Beschrijving opdracht
Zet de tekst over de verhoging van het minimumjeugdloon voort na de laatste zin.

Tekstfragment
* * *
Geen extra compensatie nodig na verhoging minimumjeugdloon
De verhoging van het minimumjeugdloon per 1 juli 2017 heeft geen heftig effect gehad op de arbeidsparticipatie van jongeren. De volgende stap van de verhoging kan per 1 juli 2019 dus gewoon doorgaan zonder dat er compensatiemaatregelen nodig zijn.
Per 1 juli 2017 is het minimumjeugdloon voor werknemers van 18 tot en met 22 jaar opgeschroefd en per 1 juli 2019 volgt nog zo’n verhoging. Toen deze maatregel (tool) werd aangekondigd, beloofde het kabinet om vóór de tweede stijging te onderzoeken wat de gevolgen van de verhoging zijn voor de werkgelegenheid en onderwijsdeelname van jongeren. Zo nodig zouden aanvullende maatregelen worden genomen om een negatief effect te compenseren.
Arbeidsparticipatie niet erg veranderd
De Stichting Economisch Onderzoek (SEO) heeft dit onderzoek inmiddels uitgevoerd en het rapport Verkenning effecten aanpassing minimum(jeugd)loon (pdf) opgesteld. De conclusie is dat de arbeidsparticipatie van 18- tot 22-jarigen niet erg is veranderd door de aanpassing van het minimumjeugdloon. Ook in het aandeel jongeren dat onderwijs volgt, is amper iets gewijzigd. De tweede stap van de verhoging van het wettelijk minimumjeugdloon gaat dus gewoon door per 1 juli 2019 zonder dat er aanvullende maatregelen worden genomen.
* * *
(Opgeslagen records)
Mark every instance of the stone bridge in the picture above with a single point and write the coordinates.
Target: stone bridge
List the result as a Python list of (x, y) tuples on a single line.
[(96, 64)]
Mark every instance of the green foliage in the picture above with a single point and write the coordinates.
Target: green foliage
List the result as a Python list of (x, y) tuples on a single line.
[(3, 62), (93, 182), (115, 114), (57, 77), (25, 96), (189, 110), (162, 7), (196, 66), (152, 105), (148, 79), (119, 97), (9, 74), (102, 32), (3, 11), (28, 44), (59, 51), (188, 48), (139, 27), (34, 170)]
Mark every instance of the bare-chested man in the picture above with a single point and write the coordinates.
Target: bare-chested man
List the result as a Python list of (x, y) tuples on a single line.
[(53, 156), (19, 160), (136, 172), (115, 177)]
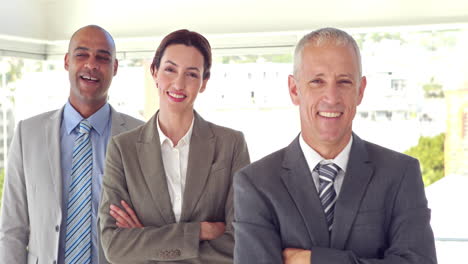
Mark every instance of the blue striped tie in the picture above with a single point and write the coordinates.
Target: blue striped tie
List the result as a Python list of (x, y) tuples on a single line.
[(327, 193), (78, 236)]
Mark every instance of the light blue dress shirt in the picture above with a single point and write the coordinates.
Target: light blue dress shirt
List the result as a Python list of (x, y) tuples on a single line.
[(101, 123)]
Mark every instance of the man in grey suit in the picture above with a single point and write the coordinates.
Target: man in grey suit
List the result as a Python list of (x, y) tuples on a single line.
[(331, 197), (36, 225)]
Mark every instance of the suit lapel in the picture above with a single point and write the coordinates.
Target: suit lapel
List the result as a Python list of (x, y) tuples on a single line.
[(201, 155), (52, 132), (357, 178), (301, 187), (151, 164)]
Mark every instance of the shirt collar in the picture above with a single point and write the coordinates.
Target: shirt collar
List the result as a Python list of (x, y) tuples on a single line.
[(185, 140), (313, 157), (98, 120)]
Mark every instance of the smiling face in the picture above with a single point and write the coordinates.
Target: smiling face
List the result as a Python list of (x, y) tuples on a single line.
[(91, 65), (179, 79), (327, 88)]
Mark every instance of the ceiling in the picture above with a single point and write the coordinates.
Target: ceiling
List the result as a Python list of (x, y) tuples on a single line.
[(35, 26)]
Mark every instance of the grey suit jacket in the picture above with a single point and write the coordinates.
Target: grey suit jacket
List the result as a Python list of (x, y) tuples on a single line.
[(32, 197), (381, 213), (135, 173)]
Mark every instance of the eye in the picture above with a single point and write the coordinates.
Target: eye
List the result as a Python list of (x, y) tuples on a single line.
* * *
Antwoord
Dubbele vergelijking mogelijk door bbl’ers
De onderzoekers hebben extra op werknemers met een leer-werkbaan gelet, omdat werknemers in de beroepsbegeleidende leerweg (bbl) van 18, 19 en 20 jaar zijn uitgezonderd van de verhoging van het minimumjeugdloon. Zo was het mogelijk om niet alleen de situatie van vóór 1 juli 2017 te vergelijken met die na de verhoging, maar ook de verschillen tussen jongeren voor wie het minimumloon is verhoogd en jongeren voor wie dat niet het geval is. In alle gevallen was het verschil nihil of zeer beperkt.
(Jeugd-)LIV zorgt al voor compensatie
Het zou kunnen dat er bijna geen effect op de arbeidsparticipatie van jongeren is gevonden door het lage-inkomensvoordeel (LIV) en het jeugd-LIV (tools) die ervoor zorgen dat werkgevers al zo’n 40% tot 70% van de verhoging gecompenseerd krijgen.